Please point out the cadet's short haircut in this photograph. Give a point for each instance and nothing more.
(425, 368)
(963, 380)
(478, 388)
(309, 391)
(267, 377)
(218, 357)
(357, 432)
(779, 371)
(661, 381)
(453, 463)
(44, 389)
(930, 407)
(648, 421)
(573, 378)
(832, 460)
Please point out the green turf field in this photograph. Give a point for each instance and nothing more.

**Work to complete**
Without altering a single character, write out every record above.

**Problem solution**
Please point out the cadet's short haircut in this photograph. Give a point for each instance and nothing more.
(425, 368)
(963, 380)
(478, 388)
(309, 391)
(267, 377)
(218, 357)
(357, 432)
(779, 371)
(661, 381)
(453, 463)
(44, 389)
(930, 407)
(648, 421)
(573, 378)
(832, 460)
Please point out the green turf field in this photograph. Give a point for each instance and nothing more.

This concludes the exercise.